- Passage to read -
Start of Block

On Monday, Finance Minister Nirmala Sitharaman conducted a review meeting with the heads of Public Sector Banks (PSBs) and Regional Rural Banks (RRBs). This meeting took place against the backdrop of a recent report by the State Bank of India (SBI), which challenges the prevalent belief that deposit growth in the banking sector is faltering. According to SBI, this perception is a statistical myth.
Credit vs. Deposit Growth: A Deeper Analysis
The SBI report acknowledges that credit growth has indeed outpaced deposit growth in recent years. This has led some to interpret the situation as a sign of decelerating deposit activity. However, a closer examination reveals a different narrative.
In the fiscal year 2023 (FY23), the banking sector, particularly All Scheduled Commercial Banks (ASCBs), experienced the highest absolute growth in both deposits and credit since 1951-52. Deposits surged by an impressive ₹15.7 lakh crore, while credit expanded by ₹17.8 lakh crore. This rapid expansion pushed the incremental Credit-Deposit (CD) Ratio to a remarkable 113%. The momentum carried over into FY24, with deposits rising by ₹24.3 lakh crore and credit by ₹27.5 lakh crore.
The Myth of Declining Deposit Growth
Contrary to the narrative of slowing deposit growth, the data suggests otherwise. Since FY22, incremental deposit growth has actually outpaced incremental credit growth, with deposits increasing by ₹61 trillion compared to ₹59 trillion in credit. The SBI report states that “Decadal Deposits have expanded by a sharp 2.75 times, but Decadal credit expanded by 2.8 times since FY22, deposits expanded ₹61 trillion vis-a-vis credit expansion at ₹59 trillion.”
The report emphasizes that the real issue lies not in the quantity of deposits but in their pricing. Historical trends indicate that periods where credit and deposit growth diverge can last between 2 to 4 years. As of June 2024, according to a Reserve Bank of India (RBI) study, the banking sector is in the 26th month of this divergence. Predictions suggest that this cycle may conclude between June and October 2025.
The End of the Divergence Cycle
The SBI report predicts that once the current divergence between credit and deposit growth ends, deposit growth is expected to pick up, while credit growth could slow significantly. This shift may signal the beginning of a rate reversal cycle and a potential economic slowdown.
Decline in CASA Deposits
Another significant trend in the banking system is the decline in Current Account Savings Account (CASA) deposits. The SBI report notes that CASA deposits fell to 41.0% in FY24 from 43.5% in FY23, largely due to a decline in Savings Bank (SB) deposits. Although this decline aligns with pre-pandemic levels of 42%, it reflects a shift in the use of SB deposits. Increasingly, SB deposits are being used primarily for transactional purposes, particularly through UPI transactions, which raises concerns about the stability of these deposits.

End of Block

- How to complete this task -
Repeat the part of the article on SBI's deposit growth report that begins at the words "The End of the" and ends after the words "potential economic slowdown.".

Image-grounded pointing data:
Start of Block

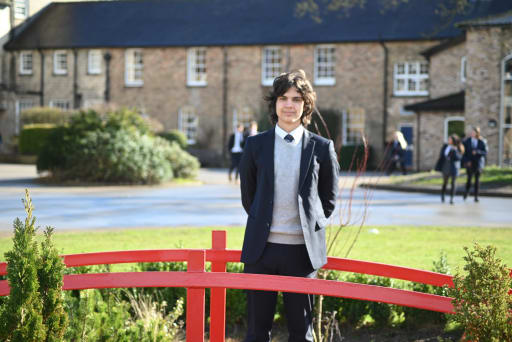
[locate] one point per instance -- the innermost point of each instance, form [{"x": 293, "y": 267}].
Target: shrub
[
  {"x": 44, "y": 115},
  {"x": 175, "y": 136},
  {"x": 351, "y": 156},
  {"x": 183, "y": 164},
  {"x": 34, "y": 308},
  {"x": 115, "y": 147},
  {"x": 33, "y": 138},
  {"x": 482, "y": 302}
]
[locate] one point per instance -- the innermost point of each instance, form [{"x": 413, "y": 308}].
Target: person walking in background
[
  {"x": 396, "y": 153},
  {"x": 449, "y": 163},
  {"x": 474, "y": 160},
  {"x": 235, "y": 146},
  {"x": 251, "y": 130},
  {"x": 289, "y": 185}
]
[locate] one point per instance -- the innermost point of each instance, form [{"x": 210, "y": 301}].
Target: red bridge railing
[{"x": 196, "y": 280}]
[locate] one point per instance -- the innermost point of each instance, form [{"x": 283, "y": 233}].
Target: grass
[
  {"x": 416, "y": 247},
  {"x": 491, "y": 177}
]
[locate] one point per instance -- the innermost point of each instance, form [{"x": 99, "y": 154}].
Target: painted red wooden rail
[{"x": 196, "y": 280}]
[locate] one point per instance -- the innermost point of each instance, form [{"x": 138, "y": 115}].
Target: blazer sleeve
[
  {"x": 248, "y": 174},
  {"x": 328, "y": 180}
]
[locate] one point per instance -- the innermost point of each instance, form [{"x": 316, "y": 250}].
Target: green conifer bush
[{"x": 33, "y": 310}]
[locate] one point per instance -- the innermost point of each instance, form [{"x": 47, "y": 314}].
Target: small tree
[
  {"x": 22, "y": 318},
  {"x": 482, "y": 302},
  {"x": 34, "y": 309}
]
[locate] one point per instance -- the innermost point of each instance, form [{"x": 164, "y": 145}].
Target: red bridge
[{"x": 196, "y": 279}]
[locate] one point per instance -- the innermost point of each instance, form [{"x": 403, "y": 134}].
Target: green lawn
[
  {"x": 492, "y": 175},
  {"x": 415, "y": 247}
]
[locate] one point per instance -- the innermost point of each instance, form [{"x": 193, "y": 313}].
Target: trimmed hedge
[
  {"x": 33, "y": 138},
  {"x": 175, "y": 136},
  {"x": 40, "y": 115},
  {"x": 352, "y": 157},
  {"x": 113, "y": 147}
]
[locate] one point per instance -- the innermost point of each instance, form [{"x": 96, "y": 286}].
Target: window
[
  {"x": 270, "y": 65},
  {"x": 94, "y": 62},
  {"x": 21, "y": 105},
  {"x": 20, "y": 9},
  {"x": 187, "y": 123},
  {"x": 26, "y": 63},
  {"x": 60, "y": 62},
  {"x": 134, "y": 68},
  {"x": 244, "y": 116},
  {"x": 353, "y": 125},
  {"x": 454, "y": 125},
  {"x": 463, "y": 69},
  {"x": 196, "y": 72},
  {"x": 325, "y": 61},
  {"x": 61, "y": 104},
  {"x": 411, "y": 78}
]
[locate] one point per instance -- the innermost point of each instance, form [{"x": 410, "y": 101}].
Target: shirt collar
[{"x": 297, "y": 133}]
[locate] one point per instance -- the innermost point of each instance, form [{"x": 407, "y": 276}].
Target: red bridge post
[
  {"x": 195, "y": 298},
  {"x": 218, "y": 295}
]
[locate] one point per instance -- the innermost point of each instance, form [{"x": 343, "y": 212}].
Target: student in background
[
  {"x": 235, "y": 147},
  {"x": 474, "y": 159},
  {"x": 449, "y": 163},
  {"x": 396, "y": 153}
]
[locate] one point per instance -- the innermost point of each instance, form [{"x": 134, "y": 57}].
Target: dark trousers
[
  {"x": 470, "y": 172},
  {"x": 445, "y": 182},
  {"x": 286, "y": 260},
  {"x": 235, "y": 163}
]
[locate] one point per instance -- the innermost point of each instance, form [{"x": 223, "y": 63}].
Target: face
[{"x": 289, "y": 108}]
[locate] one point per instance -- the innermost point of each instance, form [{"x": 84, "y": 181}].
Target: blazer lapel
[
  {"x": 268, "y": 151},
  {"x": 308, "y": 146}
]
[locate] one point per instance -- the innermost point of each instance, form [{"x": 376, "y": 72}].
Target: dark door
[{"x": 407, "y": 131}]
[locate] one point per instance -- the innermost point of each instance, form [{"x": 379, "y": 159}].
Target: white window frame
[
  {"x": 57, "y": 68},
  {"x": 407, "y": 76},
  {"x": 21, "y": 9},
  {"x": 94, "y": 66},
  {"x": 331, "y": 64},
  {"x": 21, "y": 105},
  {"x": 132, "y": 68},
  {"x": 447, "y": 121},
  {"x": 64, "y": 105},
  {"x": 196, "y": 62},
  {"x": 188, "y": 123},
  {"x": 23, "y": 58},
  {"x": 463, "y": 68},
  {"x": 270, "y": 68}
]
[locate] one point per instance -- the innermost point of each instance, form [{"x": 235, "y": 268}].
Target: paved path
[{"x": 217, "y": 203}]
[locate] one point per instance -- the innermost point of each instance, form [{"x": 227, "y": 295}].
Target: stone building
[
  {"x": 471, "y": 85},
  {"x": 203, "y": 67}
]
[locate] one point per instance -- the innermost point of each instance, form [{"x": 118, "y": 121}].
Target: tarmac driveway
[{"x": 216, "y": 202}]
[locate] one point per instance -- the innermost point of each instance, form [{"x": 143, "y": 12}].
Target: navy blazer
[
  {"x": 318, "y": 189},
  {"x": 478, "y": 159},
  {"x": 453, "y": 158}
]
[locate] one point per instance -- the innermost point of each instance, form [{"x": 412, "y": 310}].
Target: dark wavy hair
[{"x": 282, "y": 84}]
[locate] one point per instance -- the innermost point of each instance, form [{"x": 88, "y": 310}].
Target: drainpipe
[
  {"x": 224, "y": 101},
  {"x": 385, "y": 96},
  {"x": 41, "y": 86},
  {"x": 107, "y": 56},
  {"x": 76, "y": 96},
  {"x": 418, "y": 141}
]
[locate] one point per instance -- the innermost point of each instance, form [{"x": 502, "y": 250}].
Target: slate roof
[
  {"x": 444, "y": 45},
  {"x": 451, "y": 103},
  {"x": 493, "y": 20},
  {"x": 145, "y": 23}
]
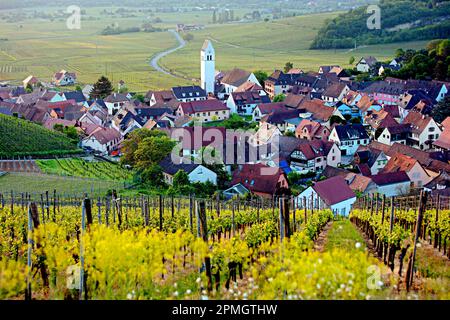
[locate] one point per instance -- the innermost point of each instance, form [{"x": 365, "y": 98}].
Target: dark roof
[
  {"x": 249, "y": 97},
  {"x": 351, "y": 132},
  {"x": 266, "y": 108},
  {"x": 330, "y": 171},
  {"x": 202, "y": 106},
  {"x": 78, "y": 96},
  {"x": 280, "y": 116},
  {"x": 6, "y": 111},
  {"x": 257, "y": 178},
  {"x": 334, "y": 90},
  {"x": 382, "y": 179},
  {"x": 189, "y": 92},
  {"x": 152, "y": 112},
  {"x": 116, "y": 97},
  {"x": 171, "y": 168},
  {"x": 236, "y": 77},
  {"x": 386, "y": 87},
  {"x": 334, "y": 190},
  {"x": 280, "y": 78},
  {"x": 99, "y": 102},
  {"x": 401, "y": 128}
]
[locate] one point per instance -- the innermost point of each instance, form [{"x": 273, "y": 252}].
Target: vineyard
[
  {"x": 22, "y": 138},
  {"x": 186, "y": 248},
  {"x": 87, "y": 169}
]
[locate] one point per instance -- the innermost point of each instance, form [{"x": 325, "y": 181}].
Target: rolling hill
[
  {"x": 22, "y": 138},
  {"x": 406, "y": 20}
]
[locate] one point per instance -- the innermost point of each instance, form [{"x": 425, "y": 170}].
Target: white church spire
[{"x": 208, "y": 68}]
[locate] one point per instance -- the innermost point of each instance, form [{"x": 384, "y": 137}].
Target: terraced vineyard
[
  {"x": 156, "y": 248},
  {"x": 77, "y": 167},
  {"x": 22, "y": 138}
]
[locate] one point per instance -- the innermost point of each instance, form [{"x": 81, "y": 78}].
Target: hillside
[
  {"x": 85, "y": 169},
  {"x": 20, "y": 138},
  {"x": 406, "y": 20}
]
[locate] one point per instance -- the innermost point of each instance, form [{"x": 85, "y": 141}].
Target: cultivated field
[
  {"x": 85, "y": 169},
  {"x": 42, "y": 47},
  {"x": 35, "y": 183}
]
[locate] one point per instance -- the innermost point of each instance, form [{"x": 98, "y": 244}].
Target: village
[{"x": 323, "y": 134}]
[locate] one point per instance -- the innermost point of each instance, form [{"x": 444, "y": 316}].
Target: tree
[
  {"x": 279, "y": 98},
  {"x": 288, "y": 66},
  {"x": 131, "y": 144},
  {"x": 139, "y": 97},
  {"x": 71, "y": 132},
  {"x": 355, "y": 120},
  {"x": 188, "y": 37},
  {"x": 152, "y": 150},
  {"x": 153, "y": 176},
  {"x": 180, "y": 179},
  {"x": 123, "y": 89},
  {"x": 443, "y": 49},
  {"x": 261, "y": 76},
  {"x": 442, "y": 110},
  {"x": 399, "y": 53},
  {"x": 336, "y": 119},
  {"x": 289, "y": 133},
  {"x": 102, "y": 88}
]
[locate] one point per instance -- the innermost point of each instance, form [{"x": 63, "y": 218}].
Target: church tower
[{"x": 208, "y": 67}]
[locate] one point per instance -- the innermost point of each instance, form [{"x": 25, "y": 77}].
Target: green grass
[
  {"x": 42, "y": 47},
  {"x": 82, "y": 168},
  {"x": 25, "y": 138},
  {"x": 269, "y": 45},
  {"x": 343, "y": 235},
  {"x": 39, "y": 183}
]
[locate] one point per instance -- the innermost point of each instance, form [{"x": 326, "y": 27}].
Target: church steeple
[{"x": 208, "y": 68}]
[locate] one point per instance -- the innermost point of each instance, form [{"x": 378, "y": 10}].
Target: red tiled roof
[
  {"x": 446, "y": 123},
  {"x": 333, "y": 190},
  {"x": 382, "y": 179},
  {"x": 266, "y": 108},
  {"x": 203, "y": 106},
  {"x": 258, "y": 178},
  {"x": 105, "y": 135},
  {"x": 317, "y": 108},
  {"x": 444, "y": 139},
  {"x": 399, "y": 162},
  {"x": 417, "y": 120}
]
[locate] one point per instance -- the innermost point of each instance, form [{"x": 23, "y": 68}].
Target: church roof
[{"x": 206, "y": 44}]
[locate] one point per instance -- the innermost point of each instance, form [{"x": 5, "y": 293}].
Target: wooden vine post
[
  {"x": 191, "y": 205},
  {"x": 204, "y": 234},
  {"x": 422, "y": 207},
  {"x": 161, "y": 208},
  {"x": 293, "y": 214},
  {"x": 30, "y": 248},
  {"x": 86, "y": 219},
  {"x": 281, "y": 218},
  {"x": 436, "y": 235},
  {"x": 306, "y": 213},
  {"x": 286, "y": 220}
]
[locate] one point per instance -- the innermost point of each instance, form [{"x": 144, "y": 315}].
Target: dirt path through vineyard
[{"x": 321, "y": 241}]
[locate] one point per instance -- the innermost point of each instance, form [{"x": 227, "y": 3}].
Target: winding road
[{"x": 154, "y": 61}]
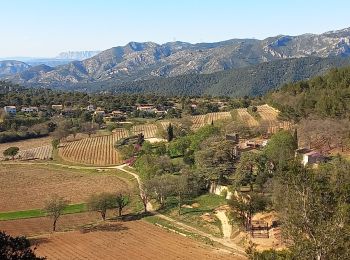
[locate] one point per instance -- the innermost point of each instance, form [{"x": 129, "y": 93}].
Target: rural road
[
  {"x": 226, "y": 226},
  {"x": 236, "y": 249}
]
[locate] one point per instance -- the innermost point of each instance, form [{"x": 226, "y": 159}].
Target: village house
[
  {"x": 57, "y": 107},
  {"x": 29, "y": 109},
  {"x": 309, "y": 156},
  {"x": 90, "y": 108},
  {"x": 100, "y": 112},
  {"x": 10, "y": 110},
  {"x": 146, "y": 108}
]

End of Block

- Result -
The End of the Divergence Cycle
The SBI report predicts that once the current divergence between credit and deposit growth ends, deposit growth is expected to pick up, while credit growth could slow significantly. This shift may signal the beginning of a rate reversal cycle and a potential economic slowdown.